→ EXERCISE BRIEF: Copy out the listing below word for word, leaving out the picture.

→ LISTED ENTRIES:
++++
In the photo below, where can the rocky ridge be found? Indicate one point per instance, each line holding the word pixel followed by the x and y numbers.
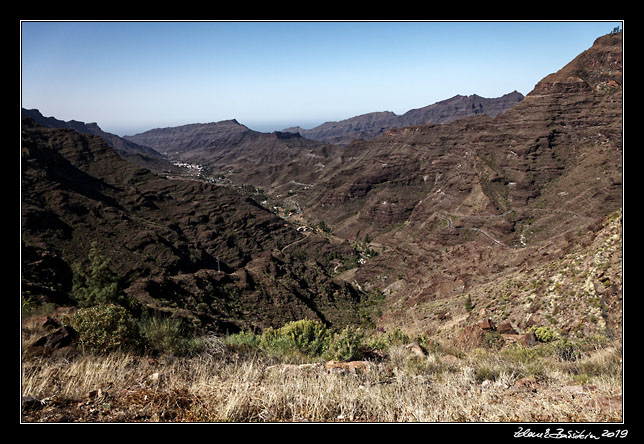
pixel 370 125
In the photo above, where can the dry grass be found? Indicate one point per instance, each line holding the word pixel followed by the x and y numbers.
pixel 482 386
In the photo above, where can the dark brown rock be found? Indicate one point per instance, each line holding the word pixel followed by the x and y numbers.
pixel 506 328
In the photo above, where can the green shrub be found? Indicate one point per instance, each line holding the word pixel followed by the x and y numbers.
pixel 545 334
pixel 346 345
pixel 307 337
pixel 566 350
pixel 468 304
pixel 105 328
pixel 493 339
pixel 96 283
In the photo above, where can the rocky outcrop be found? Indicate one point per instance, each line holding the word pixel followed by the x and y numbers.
pixel 370 125
pixel 141 155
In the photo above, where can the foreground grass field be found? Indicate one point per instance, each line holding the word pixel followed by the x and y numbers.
pixel 228 382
++++
→ ANSWER TO THIS PROBLEM:
In the photo below, where can the rocky ridge be found? Indicate one point per instance, each line holding the word pixel followed by the x and y numbers.
pixel 370 125
In the photo above, where can the dry grass be found? Indicate one point per instance, each line holding the word pixel followed by the x and y numbers.
pixel 482 386
In the photo above, where can the dark brown rock be found? Indicate one point per instance, each line holding the word pixel followed by the x and y numbers.
pixel 506 328
In the photo above, where can the green shrub be found? Indicate one point per instance, each line holding the word pixel followed by the x and y numbers.
pixel 545 334
pixel 346 345
pixel 307 337
pixel 566 350
pixel 468 304
pixel 105 328
pixel 493 339
pixel 96 283
In the photo above, where can the rocky outcrop be found? Indicate one point per instance, each line holding the word pixel followed by the x and y numbers.
pixel 370 125
pixel 141 155
In the photo above, where can the foreground grass field be found? Indicate one point per instance, each line holding the word pixel followed by the x and y numbers.
pixel 228 382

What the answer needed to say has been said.